··· Supplied data
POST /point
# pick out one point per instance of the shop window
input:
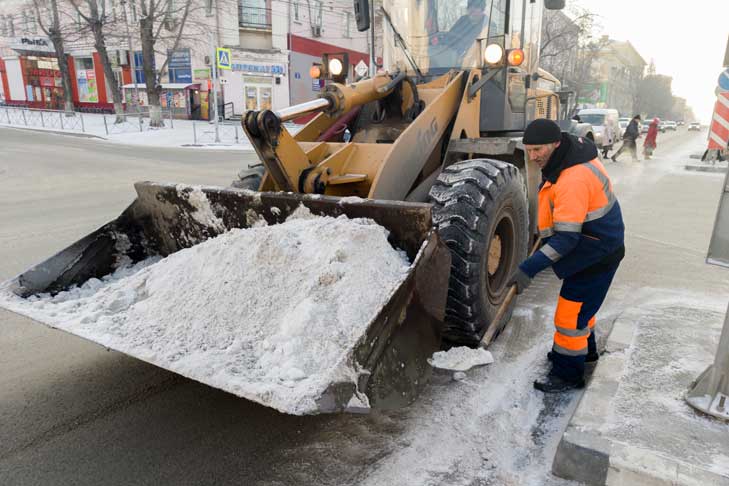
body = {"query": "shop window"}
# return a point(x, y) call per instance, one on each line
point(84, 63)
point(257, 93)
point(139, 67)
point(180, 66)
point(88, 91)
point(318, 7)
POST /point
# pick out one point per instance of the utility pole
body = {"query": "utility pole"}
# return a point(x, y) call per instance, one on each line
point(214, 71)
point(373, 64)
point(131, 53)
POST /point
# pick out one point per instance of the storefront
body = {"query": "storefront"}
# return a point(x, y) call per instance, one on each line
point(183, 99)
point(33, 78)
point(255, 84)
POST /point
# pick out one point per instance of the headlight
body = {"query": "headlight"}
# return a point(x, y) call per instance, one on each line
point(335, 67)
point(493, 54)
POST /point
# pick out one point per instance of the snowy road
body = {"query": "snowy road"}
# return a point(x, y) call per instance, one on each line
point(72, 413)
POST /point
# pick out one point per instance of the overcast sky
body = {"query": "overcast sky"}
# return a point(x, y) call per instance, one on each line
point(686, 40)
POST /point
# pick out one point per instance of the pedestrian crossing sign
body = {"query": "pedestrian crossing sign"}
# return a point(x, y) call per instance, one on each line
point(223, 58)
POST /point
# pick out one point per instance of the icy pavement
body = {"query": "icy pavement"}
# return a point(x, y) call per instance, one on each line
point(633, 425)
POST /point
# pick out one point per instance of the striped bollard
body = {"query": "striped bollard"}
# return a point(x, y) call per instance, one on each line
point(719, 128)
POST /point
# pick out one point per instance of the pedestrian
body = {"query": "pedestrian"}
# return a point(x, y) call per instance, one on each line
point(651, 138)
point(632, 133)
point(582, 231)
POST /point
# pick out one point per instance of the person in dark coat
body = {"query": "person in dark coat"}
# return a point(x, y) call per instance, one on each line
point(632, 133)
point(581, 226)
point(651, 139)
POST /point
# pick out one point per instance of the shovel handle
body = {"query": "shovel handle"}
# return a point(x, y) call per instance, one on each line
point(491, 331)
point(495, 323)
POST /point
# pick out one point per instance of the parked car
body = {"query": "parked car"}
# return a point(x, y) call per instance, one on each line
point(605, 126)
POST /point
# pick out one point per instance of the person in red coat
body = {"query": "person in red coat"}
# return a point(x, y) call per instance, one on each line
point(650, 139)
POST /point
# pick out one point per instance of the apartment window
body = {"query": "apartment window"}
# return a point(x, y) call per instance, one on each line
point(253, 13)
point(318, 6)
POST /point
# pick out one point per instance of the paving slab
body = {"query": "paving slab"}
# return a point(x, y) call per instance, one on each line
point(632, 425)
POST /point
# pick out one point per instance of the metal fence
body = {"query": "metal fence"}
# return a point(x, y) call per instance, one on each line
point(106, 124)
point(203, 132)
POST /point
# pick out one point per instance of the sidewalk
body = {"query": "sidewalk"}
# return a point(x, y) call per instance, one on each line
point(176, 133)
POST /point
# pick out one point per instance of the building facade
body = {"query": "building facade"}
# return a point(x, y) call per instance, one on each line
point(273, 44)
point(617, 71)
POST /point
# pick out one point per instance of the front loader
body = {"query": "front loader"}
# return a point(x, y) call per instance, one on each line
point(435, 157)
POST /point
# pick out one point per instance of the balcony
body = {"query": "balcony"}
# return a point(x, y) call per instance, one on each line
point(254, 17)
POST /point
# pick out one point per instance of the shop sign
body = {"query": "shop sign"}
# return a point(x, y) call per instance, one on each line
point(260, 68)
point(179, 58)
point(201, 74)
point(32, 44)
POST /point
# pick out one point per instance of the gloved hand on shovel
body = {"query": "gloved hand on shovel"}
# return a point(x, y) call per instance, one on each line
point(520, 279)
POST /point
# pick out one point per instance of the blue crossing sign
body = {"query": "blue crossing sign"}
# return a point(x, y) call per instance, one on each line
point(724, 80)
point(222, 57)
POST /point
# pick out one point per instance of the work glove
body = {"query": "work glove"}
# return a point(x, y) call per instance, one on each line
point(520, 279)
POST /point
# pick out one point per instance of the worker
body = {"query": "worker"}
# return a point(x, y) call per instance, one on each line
······
__Brief__.
Give the count of lines that hold the word "striped" in the listing above, with no other text.

__Output below__.
2